WHAT IS ASKED.
**A)** According to the text about Gurnah, in what month and year did Zanzibar become independent?
**B)** Print the portion of the text about Gurnah that begins at the words "So, does he" and stops after "and cultural depth.".

--- Begin TEXT PASSAGE ---

Gurnah perhaps knows those feelings only too well. He grew up in Zanzibar, for centuries a major hub of trade and a fabulous melting pot, and later a British Protectorate. It became independent in December 1963, but a revolution a month later led to many people fleeing Zanzibar. In the turmoil, Gurnah and his brother moved to Britain.
Do themes such as displacement, migration, and belonging in his works reflect his personal journey? And how does he see them resonating in today’s global landscape?
“It’s not necessarily to do with my individual experiences but the experience of many millions of people around the world,” says Gurnah, who was until a few years ago a professor at the University of Kent. “That has been part of human experience altogether; it’s not anything new. I guess what is new, or relatively new, now is the direction which this movement is taking, which is mainly from the formerly colonised territories to more prosperous parts of the world. But we had the reverse of that, of course, for centuries. That is to say, people leaving Europe to go and, you know, find a better life in other people’s territories, countries, sometimes displacing people.”
So, does he see it resonating in the global landscape these days?
“Why are millions of people on the move in the Americas, in Africa, and Asia? That has been the case for a while is what I’m trying to say. It’s not just a new phenomenon. What is relatively new is the panic that is spreading across various parts of Europe and North America,” says the writer.
Gurnah left Zanzibar several decades ago, but themes of birthplace, family separations, loss and heartbreak, frequently figure in his works. If his The Desertion explores love’s fragility across three generations and sweeping political and cultural displacements, Last Gift unveils a profound secret that is revealed only at death, while Paradise, arguably Gurnah’s best-known work, stands out for its rich historical and cultural depth.
Keen to know more about the influence of Zanzibar’s history and oral traditions in his writing, I ask him how he balances honouring those traditions with the need to innovate and engage with a modern global audience.
“I just write about how things are; it’s not a matter of balancing something with that or other things that are kind of dissonant or something. It’s how things are. That part of the world is this part of the world. And the worlds kind of overlap.
“It’s surprising that we can read, that’s the thing. But what we learn from literature is that we can read about societies and places and times, indeed, that we are not very knowledgeable about or familiar with. And then we see that, in fact, they’re just like us, wherever it is that we read. Because indeed, what literature shows is that human experience is shared. Experience is not peculiar to one place or one time.’’
And experience is what Gurnah speaks and writes from. In an interview with a UN body a couple of years ago, he recalled how his emergence as a novelist was born from a desire “to make something… as opposed to just writing things down”. And although he has written more than 10 novels and a number of short stories, beginning his writing career as a 21-year-old in UK, it was the Nobel Prize that made him pretty much a household name across the world.

--- End TEXT PASSAGE ---
--- Begin RECORDS PROVIDED ---

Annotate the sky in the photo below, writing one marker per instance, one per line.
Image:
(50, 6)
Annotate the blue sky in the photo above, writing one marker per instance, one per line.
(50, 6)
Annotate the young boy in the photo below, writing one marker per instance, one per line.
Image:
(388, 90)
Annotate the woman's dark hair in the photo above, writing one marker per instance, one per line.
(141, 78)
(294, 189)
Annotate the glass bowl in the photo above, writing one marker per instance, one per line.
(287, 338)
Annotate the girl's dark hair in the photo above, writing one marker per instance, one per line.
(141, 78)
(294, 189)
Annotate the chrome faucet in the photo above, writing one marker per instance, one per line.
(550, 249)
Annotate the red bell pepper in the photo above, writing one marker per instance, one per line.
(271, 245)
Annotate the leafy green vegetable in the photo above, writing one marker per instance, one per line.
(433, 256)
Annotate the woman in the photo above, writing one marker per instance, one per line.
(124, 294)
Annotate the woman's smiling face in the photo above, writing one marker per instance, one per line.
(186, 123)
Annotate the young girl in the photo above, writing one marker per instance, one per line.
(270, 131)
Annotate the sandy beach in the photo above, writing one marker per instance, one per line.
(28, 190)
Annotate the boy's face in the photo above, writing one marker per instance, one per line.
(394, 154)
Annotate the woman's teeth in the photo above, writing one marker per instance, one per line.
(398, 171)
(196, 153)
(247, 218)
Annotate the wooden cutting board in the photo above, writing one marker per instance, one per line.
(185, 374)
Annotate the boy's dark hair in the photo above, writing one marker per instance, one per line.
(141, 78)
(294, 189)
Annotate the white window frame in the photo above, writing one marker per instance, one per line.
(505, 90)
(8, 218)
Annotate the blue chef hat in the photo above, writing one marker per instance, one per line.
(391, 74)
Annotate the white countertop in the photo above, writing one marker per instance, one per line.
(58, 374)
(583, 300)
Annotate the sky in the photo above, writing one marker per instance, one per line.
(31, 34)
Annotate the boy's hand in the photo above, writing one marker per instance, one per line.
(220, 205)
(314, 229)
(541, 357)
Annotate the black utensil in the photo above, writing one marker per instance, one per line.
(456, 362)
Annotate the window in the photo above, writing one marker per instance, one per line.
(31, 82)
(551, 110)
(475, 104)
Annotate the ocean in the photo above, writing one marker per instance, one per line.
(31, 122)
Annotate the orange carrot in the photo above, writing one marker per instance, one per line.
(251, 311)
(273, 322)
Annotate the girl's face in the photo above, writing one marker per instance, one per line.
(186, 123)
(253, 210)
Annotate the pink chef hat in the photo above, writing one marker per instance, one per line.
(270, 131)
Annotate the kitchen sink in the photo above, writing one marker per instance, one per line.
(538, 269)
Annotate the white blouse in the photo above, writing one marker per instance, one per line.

--- End RECORDS PROVIDED ---

LIST OF SOLUTIONS.
**A)** December 1963

**B)**
So, does he see it resonating in the global landscape these days?
“Why are millions of people on the move in the Americas, in Africa, and Asia? That has been the case for a while is what I’m trying to say. It’s not just a new phenomenon. What is relatively new is the panic that is spreading across various parts of Europe and North America,” says the writer.
Gurnah left Zanzibar several decades ago, but themes of birthplace, family separations, loss and heartbreak, frequently figure in his works. If his The Desertion explores love’s fragility across three generations and sweeping political and cultural displacements, Last Gift unveils a profound secret that is revealed only at death, while Paradise, arguably Gurnah’s best-known work, stands out for its rich historical and cultural depth.